Given task A: Please select every line of the listing below that contains the string "scuffed", and copy those lines out. Case counts.

It is said that while these two sculptors were staying in Bologna the Po issued in furious flood from its bed and laid waste the whole country round for many miles, doing incredible amage to the territory of Mantua and Ferrara and slaying more than ten thousand persons; and that they, being called on for this reason as ingenious and able men, found a way to put this terrible river back into its course, confining it with dikes and other most useful barriers; which was greatly to their credit and profit, because, besides acquiring fame thereby, they were recompensed by the Lords of Mantua and by the D' Este family with most honorable rewards.

After this they returned to Siena, and in the year 1338, with their direction and design, there was made the new Church of S. Maria, near the Duomo Vecchio, towards Piazza Manetti; and no long time after, the people of Siena, remaining much satisfied with all the works that these men were making, determined with an occasion so apt to put into effect that which had been discussed many times, but up to then in vain namely, the making of a public fountain on the principal square, opposite the Palagio della Signoria. Wherefore, this being entrusted to Agostino and Agnolo, they brought the waters of that fountain through pipes of lead and of clay, which was very difficult, and it began to play in the year 1343, on the first day of June, with much pleasure and contentment to' the whole city, which remained thereby much indebted to the talent of these its two citizens.

About the same time there was made the Great Council Chamber in the Municipal Palace; and so too, with the direction and design of the same men, there was brought to its completion the tower of the said Palace, in the year 1344, and there were placed thereon two great bells, whereof they had one from Grosseto and the other was made in Siena. Finally, while Agnolo chanced to be in the city of Assisi, where he made a chapel and a tomb in marble in the lower Church of S. Francesco for a brother of Napoleone Orsino, a Cardinal and a friar of S. Francis, who had died in that place Agostino, who had remained in Siena in the service of the State, died while he was busy making the design for the adornments of the said fountain in the square, and was honorably buried in the Duomo. I have not yet found, and cannot therefore say anything about the matter, either how or when Agnolo died, or even any other works of importance by their hand; and therefore let this be the end of their Life. >P>Now, seeing that it would be without doubt an error, in following the order of time, not to make mention of some who, although they have not wrought so many works that it is possible to write their whole life, have none the less contributed betterment and beauty to art and to the world, I will say, taking occasion from that which has been said above about the Vescovado of Arezzo and about the Pieve, that Pietrp and Paolo, goldsmiths of Arezzo, who learnt design from Agnolo and Agostino of Siena, were the first who wrought large works of some excellence with the chasing tool, since, for an arch-priest of the said Pieve of Arezzo, they executed a head in silver as large as life, wherein was placed the head of S. Donatus, Bishop and Protector of that city; which work was worthy of nothing but praise, both because they made therein some very beautiful figures in enamel and other ornaments, and because it was one of the first works, as it has been said, that were wrought with the chasing tool.

Given task B:
Answer these questions from the passage on the two Sienese sculptors above:
(i) In what year did the public fountain on the principal square begin to play?
(ii) Where did one of the two great bells on the palace tower come from?
(iii) Whose head was placed in the silver head made by the goldsmiths of Arezzo?

Data lines:

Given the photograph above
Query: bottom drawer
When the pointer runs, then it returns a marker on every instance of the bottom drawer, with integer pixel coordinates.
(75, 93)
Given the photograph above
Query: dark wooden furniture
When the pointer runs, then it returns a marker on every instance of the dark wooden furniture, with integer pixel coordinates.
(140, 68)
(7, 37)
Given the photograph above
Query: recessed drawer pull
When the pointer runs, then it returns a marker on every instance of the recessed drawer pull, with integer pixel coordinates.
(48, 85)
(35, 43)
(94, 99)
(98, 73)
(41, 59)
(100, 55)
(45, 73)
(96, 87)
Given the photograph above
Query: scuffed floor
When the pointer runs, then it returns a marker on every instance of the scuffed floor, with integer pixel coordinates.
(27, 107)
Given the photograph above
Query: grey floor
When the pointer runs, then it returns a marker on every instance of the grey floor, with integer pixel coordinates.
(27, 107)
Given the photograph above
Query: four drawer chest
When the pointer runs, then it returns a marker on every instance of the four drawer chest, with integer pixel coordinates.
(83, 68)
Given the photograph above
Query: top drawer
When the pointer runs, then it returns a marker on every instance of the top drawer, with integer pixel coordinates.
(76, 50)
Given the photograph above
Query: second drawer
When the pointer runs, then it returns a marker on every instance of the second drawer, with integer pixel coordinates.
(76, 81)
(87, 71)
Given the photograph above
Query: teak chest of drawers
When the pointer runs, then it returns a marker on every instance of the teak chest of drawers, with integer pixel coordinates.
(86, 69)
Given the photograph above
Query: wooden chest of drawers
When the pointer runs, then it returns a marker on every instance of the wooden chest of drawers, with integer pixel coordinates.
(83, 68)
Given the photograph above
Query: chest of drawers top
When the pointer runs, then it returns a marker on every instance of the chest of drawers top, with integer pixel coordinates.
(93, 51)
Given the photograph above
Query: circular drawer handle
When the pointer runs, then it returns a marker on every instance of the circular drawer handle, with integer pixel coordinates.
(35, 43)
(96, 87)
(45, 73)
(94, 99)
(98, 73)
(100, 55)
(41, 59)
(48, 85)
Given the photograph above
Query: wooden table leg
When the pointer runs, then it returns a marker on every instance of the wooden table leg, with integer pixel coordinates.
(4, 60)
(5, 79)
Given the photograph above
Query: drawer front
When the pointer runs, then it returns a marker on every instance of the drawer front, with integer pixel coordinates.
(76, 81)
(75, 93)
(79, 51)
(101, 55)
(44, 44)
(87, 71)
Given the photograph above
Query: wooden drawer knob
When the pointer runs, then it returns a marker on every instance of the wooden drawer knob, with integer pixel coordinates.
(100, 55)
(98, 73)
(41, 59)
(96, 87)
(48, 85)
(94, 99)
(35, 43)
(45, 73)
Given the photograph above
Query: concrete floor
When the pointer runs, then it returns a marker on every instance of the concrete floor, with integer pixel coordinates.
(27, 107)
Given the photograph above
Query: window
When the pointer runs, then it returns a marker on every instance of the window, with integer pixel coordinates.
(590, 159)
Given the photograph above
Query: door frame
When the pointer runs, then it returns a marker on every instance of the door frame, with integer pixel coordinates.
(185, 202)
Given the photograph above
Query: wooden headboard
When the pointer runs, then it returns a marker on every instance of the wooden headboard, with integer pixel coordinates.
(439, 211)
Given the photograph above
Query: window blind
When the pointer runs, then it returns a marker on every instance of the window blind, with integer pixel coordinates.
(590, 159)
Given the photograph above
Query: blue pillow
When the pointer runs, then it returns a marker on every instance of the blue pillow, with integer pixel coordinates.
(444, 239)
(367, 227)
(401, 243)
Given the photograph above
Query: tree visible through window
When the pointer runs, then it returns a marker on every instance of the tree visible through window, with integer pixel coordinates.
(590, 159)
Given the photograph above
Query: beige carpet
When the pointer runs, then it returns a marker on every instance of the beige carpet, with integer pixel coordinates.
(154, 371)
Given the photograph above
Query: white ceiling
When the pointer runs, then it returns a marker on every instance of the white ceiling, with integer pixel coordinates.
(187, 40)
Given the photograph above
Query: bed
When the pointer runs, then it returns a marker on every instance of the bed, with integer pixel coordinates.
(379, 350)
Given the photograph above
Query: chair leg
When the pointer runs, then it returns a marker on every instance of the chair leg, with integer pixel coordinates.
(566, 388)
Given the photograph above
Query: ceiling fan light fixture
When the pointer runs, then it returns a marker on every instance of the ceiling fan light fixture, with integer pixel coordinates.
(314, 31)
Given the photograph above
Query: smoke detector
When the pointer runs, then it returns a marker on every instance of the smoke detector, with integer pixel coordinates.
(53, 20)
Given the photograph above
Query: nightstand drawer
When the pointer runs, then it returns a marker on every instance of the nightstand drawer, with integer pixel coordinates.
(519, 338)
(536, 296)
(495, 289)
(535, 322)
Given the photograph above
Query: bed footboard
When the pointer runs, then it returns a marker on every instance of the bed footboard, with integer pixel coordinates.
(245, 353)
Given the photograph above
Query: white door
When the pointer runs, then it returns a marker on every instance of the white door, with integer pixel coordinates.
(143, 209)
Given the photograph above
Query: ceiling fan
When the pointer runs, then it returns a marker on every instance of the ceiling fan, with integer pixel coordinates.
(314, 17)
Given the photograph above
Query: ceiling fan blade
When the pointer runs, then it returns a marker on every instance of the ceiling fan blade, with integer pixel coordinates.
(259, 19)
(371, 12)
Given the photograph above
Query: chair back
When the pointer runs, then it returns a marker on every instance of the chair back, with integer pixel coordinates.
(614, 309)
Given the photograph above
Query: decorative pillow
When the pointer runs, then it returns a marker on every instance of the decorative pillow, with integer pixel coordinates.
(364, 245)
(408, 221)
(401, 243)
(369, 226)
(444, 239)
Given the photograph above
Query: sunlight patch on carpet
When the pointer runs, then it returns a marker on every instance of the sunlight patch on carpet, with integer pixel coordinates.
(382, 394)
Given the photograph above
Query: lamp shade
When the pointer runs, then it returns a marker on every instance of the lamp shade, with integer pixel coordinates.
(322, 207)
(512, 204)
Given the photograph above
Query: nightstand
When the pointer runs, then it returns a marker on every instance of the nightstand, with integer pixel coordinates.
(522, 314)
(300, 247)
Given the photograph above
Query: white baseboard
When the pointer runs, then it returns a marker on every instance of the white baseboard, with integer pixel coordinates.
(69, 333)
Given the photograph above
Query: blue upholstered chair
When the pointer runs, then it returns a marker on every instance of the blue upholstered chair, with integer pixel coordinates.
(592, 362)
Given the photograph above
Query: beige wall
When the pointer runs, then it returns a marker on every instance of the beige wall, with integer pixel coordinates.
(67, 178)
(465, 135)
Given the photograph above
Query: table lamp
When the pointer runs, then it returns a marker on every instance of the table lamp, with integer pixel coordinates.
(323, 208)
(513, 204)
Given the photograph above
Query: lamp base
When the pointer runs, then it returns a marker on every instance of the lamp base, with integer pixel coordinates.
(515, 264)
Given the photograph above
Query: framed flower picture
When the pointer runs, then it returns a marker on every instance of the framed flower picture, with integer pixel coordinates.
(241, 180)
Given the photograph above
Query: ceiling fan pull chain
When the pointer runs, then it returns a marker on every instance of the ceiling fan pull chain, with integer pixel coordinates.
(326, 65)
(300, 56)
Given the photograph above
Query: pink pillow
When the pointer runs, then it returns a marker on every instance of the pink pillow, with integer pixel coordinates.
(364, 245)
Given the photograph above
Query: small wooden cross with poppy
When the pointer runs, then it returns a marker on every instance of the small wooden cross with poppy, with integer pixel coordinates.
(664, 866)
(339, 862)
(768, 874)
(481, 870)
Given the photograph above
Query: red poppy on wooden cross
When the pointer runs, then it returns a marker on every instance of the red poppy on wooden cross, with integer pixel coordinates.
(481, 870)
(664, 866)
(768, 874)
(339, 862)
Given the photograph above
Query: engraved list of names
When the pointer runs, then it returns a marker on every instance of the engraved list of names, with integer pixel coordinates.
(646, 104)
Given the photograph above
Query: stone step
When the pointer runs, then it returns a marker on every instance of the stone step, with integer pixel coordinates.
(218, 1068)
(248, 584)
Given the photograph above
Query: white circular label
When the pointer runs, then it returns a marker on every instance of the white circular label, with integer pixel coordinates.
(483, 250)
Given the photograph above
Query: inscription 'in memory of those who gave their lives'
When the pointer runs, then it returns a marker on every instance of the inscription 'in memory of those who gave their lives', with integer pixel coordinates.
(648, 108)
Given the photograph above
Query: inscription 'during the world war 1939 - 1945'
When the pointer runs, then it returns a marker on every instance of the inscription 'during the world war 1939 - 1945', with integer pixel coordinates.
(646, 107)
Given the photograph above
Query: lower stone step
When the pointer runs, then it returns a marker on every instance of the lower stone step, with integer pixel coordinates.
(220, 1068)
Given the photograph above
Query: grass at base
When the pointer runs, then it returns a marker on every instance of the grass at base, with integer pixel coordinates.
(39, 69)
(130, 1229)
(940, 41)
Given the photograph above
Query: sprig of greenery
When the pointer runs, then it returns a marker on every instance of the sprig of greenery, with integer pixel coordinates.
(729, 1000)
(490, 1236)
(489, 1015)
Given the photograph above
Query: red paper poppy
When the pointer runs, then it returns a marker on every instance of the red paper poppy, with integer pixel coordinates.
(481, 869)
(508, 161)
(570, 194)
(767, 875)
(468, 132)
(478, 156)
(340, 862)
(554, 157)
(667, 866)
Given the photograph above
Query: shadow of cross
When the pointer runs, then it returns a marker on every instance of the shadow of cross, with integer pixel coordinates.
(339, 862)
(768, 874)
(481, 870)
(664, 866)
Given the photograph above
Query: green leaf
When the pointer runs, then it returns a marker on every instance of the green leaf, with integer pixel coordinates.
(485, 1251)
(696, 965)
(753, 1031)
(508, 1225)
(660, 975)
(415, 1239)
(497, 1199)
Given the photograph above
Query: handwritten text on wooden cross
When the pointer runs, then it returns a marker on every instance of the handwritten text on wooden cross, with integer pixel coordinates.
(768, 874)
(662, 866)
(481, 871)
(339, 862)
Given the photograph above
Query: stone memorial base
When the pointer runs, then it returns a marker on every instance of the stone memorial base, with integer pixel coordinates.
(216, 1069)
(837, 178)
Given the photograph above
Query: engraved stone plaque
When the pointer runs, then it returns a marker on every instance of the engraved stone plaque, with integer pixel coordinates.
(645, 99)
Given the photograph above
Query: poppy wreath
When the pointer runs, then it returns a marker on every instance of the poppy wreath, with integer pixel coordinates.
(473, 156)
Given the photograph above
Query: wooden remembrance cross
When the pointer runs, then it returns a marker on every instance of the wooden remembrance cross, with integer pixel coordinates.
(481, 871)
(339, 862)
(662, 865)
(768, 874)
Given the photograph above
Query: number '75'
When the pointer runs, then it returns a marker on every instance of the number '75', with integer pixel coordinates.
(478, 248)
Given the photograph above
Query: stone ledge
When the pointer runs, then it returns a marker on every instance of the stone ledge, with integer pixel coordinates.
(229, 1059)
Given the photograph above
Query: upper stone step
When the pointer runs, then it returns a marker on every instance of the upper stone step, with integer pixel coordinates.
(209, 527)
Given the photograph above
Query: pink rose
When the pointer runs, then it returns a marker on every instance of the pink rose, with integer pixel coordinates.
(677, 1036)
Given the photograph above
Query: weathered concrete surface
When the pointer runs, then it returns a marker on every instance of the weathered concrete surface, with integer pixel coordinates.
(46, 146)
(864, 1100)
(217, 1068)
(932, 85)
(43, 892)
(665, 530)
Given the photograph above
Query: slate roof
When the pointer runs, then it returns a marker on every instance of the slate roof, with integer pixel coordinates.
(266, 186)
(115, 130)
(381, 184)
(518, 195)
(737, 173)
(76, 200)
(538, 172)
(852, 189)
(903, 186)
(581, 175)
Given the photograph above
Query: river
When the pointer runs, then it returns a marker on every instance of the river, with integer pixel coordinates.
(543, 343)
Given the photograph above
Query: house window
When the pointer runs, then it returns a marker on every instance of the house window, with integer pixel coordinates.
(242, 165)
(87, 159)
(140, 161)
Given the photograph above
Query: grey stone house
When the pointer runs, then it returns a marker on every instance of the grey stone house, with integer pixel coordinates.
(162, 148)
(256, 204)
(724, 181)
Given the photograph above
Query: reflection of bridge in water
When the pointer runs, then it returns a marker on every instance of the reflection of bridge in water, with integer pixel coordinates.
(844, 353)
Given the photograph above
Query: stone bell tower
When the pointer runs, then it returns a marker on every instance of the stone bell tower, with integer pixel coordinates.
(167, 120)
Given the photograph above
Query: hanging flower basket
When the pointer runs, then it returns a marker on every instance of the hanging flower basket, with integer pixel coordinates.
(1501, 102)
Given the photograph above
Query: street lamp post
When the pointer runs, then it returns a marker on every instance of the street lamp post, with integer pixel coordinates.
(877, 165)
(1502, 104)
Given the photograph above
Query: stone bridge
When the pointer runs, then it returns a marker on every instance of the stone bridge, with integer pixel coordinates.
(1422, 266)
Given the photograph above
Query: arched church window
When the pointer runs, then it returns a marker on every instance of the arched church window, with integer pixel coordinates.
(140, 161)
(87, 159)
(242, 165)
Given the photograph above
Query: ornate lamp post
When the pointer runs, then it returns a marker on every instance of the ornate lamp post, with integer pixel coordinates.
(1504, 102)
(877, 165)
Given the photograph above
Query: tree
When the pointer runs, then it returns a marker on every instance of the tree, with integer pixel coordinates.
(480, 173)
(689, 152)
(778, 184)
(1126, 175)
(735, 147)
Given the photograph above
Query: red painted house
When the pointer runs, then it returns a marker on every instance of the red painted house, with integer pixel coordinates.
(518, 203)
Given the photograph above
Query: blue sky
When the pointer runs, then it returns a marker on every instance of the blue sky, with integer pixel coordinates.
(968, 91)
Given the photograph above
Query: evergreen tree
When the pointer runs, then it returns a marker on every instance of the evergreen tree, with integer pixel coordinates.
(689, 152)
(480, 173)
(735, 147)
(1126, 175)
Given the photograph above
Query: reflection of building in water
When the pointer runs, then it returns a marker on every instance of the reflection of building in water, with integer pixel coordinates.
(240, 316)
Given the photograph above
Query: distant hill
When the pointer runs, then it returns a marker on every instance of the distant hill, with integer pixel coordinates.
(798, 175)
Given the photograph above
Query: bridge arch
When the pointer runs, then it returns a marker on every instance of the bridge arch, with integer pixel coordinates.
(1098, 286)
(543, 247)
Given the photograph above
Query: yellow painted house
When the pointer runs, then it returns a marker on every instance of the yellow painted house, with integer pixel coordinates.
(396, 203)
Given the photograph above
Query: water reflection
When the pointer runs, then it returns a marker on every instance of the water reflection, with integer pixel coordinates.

Result A:
Query: scuffed floor
When the pointer runs, then it returns a marker on every instance of the scuffed floor, with integer pixel coordinates.

Result B:
(i) 1343
(ii) Grosseto
(iii) S. Donatus